EXERCISE MATERIALS:

--- START ---

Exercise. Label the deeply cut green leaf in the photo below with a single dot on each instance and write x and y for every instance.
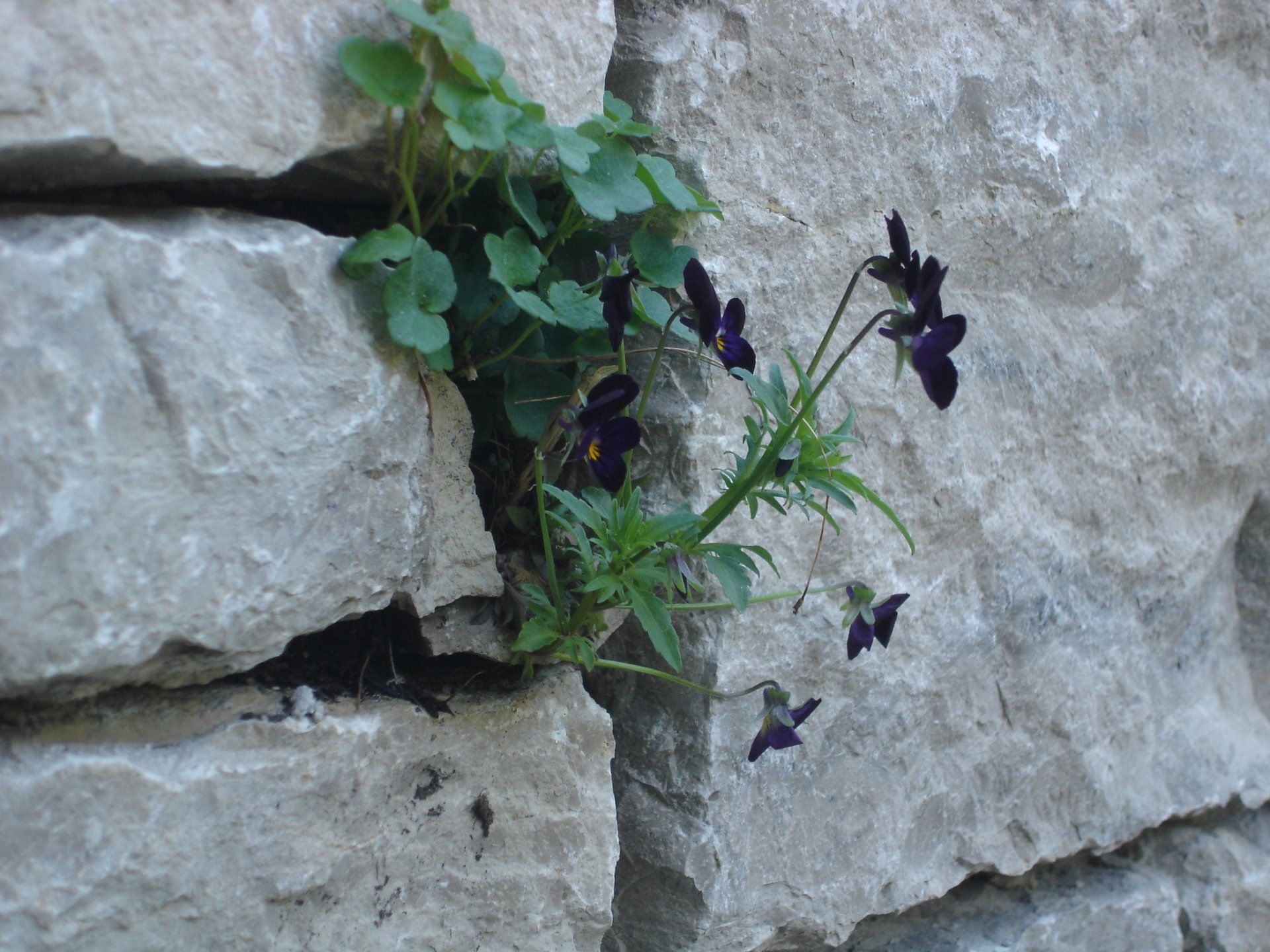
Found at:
(385, 71)
(656, 619)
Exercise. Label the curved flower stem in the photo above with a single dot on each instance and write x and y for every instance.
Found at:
(837, 317)
(722, 508)
(770, 597)
(546, 535)
(652, 371)
(676, 680)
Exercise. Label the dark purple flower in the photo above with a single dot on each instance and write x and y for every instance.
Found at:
(869, 622)
(901, 270)
(720, 332)
(923, 337)
(603, 434)
(615, 294)
(779, 723)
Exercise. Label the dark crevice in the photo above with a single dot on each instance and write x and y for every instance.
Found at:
(323, 201)
(380, 654)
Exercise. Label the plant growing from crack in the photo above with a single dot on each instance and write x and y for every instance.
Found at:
(498, 267)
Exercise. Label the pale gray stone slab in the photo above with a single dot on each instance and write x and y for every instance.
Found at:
(207, 448)
(235, 819)
(1071, 668)
(95, 92)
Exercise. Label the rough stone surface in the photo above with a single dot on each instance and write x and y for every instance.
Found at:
(237, 819)
(95, 92)
(207, 451)
(1071, 668)
(1201, 885)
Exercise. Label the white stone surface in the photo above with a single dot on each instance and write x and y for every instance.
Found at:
(205, 451)
(99, 92)
(1070, 669)
(208, 819)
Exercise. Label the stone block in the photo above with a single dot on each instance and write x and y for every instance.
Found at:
(95, 93)
(1070, 669)
(208, 450)
(237, 819)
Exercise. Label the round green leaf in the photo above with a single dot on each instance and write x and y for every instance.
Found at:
(476, 120)
(659, 260)
(659, 177)
(610, 184)
(573, 150)
(573, 307)
(380, 245)
(408, 324)
(513, 259)
(432, 280)
(519, 194)
(385, 71)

--- END ---

THE PROBLEM: Say how many lines of the data include the string "green". Nothing other than the number should be given.

FINISHED EXERCISE: 2